WHAT YOU SHOULD DO >> Would you extract the whole listing below and retype it exactly?

-------------------------

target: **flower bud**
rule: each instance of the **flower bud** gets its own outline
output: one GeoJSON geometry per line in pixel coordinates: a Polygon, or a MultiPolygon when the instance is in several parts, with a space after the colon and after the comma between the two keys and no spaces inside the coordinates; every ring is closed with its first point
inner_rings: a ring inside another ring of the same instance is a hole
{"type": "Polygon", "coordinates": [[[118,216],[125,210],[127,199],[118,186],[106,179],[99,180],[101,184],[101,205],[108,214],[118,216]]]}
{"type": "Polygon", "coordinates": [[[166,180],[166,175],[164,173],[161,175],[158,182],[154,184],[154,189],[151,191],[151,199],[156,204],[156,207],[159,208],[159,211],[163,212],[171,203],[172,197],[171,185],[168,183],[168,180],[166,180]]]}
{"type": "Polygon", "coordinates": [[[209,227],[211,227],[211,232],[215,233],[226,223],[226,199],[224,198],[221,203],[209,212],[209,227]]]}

-------------------------

ANSWER AREA >>
target: **flower bud**
rule: each instance of the **flower bud** gets its own outline
output: one GeoJSON geometry per line in pixel coordinates: a Polygon, or a MultiPolygon when the instance is in several parts, with a space after the colon and after the comma between the two keys and no spaces inside the coordinates; every ring is closed with its first point
inner_rings: a ring inside another ring of the same instance is a hole
{"type": "Polygon", "coordinates": [[[118,216],[125,210],[127,199],[118,186],[106,179],[99,180],[101,184],[101,205],[108,214],[118,216]]]}
{"type": "Polygon", "coordinates": [[[166,180],[166,175],[164,173],[161,175],[158,182],[154,184],[154,189],[151,191],[151,199],[156,204],[156,207],[159,208],[159,211],[163,212],[171,203],[172,197],[171,185],[168,183],[168,180],[166,180]]]}
{"type": "Polygon", "coordinates": [[[209,227],[211,227],[211,232],[215,233],[226,223],[226,199],[224,198],[221,203],[209,212],[209,227]]]}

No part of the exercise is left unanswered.